● **Problem statement**: Copy every record below exactly.

(Collected data entries)
++++++++

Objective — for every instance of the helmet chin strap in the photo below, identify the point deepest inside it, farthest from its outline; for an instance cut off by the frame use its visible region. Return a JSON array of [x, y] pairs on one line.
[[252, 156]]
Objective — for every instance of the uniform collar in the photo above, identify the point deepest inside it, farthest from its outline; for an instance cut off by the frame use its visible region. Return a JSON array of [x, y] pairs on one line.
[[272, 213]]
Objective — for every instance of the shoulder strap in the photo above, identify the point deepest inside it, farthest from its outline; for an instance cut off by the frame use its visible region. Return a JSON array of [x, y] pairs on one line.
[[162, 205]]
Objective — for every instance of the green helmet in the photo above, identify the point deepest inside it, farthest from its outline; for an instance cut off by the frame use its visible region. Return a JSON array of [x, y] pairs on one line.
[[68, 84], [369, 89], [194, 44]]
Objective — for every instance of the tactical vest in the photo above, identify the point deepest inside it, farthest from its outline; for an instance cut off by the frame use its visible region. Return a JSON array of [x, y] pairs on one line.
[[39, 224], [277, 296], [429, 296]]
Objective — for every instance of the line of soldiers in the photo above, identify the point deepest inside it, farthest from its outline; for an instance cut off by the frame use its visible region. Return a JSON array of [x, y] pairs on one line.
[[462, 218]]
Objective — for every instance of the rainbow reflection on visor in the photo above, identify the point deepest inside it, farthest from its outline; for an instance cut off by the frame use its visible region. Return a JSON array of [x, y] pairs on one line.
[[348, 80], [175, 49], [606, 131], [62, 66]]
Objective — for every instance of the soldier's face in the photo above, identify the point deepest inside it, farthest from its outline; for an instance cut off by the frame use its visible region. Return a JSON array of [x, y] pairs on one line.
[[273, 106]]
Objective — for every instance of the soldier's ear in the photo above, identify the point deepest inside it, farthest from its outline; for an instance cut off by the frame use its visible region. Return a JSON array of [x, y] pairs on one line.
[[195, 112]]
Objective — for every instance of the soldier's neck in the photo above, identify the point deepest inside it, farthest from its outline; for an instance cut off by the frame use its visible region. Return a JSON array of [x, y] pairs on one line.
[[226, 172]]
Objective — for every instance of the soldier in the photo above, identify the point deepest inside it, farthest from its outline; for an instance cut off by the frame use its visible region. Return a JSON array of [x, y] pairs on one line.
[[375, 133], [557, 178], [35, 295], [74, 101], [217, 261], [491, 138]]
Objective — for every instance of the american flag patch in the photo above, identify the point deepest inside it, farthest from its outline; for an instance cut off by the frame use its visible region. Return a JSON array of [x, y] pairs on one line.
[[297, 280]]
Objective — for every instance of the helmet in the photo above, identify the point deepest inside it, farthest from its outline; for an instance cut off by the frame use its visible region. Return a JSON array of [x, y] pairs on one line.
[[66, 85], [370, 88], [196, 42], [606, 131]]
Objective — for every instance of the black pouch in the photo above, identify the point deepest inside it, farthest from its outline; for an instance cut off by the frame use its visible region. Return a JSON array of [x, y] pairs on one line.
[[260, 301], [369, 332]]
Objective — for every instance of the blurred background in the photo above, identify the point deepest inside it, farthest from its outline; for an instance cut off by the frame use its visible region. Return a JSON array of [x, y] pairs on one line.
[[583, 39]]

++++++++

● **Answer to the exercise**:
Objective — for every instance of the helmet chin strap in the photo below, identify the point deepest inside it, farthest from its outline; for an instance cut off by the frame use its visible region. Return a JSON array of [x, y] pairs on one line.
[[252, 156]]
Objective — for every instance of the uniform collar in the photo above, identify the point deepest inside it, farthest from its outline; for an instance cut off by the frame use its visible region. Return a JSON array of [x, y] pairs on one line.
[[272, 213]]
Objective — for every instance of the shoulder strap in the photo above, identify the point deepest inside it, farthest from its outline; for an instance cut off by the frame use its visible region. Return a JSON array of [x, y] pairs on one line.
[[162, 205]]
Objective — for every instance of the green helmet in the photo above, identify the point deepest inside it, farthest from its outline; for an instance cut off by the frame use its visible region. Return a JSON array of [x, y] pairs on one line.
[[68, 84], [369, 89], [194, 44]]
Objective — for every instance of the tactical vest in the photo above, identify the point deepest inside it, farthest from its outline; for an instance cut off by the frame use its visible region. Return a JSON array of [x, y] pairs on one line.
[[39, 224], [277, 296], [429, 296]]
Objective — for every instance of the line of soldiers in the photo above, identify the point deepest inside it, farthest from its outline; for an instance cut off by the frame use its visible region. Return a JSON array of [x, y] pairs on one line.
[[462, 218]]
Objective — for every instance of the rainbow reflection on visor in the photo above, identify the point deepest inside it, farthest from its outline; for an instance cut off by the frame use its visible region. Return a JSON array of [x, y] pairs on one line.
[[348, 80], [175, 49], [606, 131], [62, 66]]
Objective — for every instance of the soldier's face in the photo above, identify the point deepest inside it, farthest from its outline; for an instance cut off by the frame use its visible region. Return a JSON array of [x, y] pairs on one line.
[[273, 106]]
Objective — for every instance of the soldier's ear in the photo above, identify the point deepest inside it, farthest from its outline; for an instance cut off by the frame use its visible region. Return a JSON array of [x, y] pairs on one line.
[[195, 112]]
Objective — for every instance of the soldier's neck in the photo above, identify the point deepest inside it, farthest from its outline; for an instance cut off by the frame use its visible region. Return a JSON array of [x, y] pairs on one line.
[[226, 172]]
Objective — for every instance of the soldier in the photo above, identify the point deepest inside it, farthest from its outline; for an instance cut off by the frame use its visible region. Return a JSON array of [x, y] pairs on one line.
[[375, 133], [557, 178], [35, 295], [74, 101], [217, 261], [491, 138]]
Objective — for every instance of the american flag patch in the photo above, identify the point deepest inside it, farthest from its outline; for an instance cut off by the frame use its visible region. Return a JSON array of [x, y] pairs on one line.
[[297, 280]]
Objective — for every instance of the helmet in the photo above, identify the point deepest inside it, farthest from its outline; for an instance cut off by the frame use its visible region. Return a JSON array of [x, y] pairs on one line.
[[66, 85], [370, 88], [196, 42], [606, 131]]
Objective — for every instance of the black pouch in the photo above, identify the point deepest inside it, farthest from its outline; for an instance cut off by the frame use its visible region. Return a JSON array of [x, y] pairs on one line.
[[260, 301], [369, 332]]
Objective — for every instance of the blurred background in the photo above, identify the point deepest inside it, farthest from its outline; for an instance cut off by the frame use its visible region. Return a JSON array of [x, y] pairs on one line.
[[583, 39]]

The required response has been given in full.